July 1999

How Far Is That Star?

The next time you gaze up at the night sky at all those twinkling stars, remind yourself that they are so far away that their light needed years to reach you. Even the very closest star, Alpha Centauri (we'll ignore our home star, Mr. Sun) is seen as it appeared four years ago. The distances to the stars are vast.

Okay, wait a minute. How do these wise-guy astronomers know that the stars are so far away? You'd need a pretty big yardstick, pal.

It makes sense to be a little skeptical, since the distances are extraordinary. The techniques that astronomers use for determining astronomical distances are as various as they are ingenious, but let me tell you of an old and rock-solid method. It's called parallax.

Parallax is a pompous word for an easy idea: triangulation. Hold your thumb up at arm's length and look at it with just one eye. Then look with your other eye. Your thumb will seem to shift its position against the wall. Viewing something from two different perspectives causes it to seem to move between two positions, at least compared to its background.

And here's the point: the closer the object, the greater the shift. Move your thumb closer to your face and look again, one eye and then the other. A bigger change, no? In a speeding car, trees near the road whiz by, but mountains creep past oh-so-slowly. Same idea.

▸ **THE EXERCISE**
Please change "yardstick" to "ruler" in the star-distance text from "Okay, wait a" up to and including "It's called parallax.", and give that stretch back in full. Rely only on the text above.

▸ **STORED DATA**

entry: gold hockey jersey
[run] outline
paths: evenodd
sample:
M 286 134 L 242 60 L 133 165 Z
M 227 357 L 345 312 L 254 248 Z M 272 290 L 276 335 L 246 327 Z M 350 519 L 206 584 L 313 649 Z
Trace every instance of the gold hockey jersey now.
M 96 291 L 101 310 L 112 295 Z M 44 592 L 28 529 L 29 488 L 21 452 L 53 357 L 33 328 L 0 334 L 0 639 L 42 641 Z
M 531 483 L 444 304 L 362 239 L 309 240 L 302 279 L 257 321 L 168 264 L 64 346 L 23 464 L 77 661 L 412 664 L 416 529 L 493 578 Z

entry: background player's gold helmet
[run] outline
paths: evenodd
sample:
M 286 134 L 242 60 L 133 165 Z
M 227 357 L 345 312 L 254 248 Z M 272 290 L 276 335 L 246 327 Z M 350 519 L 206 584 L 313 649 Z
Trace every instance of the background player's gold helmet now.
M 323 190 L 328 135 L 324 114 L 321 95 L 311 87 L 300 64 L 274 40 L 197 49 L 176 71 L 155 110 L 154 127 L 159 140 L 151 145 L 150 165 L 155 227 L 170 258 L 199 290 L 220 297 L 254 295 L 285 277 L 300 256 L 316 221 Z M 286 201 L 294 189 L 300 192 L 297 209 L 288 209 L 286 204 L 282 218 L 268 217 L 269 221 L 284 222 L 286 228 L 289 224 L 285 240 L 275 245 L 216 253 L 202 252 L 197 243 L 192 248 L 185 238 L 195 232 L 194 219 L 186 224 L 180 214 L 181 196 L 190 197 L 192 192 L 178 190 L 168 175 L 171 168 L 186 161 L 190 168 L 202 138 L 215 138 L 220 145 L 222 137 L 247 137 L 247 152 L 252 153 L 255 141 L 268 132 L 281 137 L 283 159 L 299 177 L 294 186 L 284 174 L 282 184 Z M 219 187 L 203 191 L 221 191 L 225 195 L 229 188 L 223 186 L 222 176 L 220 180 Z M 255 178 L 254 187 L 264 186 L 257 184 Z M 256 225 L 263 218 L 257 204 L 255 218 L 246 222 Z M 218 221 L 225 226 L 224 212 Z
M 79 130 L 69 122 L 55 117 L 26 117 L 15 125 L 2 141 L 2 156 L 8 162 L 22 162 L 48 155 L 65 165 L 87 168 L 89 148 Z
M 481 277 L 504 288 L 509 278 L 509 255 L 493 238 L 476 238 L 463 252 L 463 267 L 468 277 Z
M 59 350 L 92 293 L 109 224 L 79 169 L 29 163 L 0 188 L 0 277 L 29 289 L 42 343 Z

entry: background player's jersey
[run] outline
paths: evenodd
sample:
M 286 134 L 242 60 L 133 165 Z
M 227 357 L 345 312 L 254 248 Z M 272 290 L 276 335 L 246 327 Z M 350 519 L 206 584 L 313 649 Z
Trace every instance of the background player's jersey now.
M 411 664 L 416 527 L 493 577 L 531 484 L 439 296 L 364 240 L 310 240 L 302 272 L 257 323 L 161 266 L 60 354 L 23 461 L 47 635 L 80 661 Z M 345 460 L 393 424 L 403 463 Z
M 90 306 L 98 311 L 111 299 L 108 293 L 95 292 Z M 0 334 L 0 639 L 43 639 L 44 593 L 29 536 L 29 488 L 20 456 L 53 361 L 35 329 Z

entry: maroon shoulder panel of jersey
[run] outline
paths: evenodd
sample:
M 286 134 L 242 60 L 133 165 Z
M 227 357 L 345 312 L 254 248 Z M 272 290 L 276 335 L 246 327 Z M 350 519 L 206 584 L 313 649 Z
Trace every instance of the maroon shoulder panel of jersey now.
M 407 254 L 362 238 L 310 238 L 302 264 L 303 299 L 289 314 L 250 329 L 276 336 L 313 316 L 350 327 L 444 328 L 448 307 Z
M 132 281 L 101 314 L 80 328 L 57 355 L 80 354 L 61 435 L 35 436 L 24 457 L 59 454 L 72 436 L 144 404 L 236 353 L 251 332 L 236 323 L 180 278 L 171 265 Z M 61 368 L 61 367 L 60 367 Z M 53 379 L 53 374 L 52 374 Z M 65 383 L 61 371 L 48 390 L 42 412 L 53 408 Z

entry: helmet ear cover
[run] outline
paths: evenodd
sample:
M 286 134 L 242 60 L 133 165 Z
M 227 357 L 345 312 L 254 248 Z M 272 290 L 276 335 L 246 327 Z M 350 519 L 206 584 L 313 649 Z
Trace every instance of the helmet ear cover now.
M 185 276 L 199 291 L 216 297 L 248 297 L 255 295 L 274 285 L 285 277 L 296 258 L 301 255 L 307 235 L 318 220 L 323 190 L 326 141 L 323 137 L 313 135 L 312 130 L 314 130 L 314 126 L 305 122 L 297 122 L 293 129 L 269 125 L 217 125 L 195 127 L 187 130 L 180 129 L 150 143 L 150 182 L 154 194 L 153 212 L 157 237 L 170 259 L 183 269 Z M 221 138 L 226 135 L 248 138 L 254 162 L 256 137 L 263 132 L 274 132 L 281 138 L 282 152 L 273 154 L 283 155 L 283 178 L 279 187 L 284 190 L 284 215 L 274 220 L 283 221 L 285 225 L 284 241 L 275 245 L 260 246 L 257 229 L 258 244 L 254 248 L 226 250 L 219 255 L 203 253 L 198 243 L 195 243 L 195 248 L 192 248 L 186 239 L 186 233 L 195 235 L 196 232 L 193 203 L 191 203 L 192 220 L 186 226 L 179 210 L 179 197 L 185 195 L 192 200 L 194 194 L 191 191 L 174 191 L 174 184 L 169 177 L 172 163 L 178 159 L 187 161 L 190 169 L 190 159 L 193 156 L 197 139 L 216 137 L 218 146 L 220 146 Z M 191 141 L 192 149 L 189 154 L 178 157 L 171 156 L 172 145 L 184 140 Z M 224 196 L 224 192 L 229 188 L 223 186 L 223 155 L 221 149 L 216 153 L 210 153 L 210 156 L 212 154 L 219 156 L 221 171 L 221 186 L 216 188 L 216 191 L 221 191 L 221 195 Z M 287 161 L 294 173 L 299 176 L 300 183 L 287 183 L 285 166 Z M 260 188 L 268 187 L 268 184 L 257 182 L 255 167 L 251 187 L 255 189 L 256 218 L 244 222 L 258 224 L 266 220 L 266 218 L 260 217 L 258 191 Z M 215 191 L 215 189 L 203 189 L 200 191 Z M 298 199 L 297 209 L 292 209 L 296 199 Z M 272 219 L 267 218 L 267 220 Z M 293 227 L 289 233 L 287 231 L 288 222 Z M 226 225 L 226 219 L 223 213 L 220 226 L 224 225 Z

▸ **COMPLETED EXERCISE**
Okay, wait a minute. How do these wise-guy astronomers know that the stars are so far away? You'd need a pretty big ruler, pal.

It makes sense to be a little skeptical, since the distances are extraordinary. The techniques that astronomers use for determining astronomical distances are as various as they are ingenious, but let me tell you of an old and rock-solid method. It's called parallax.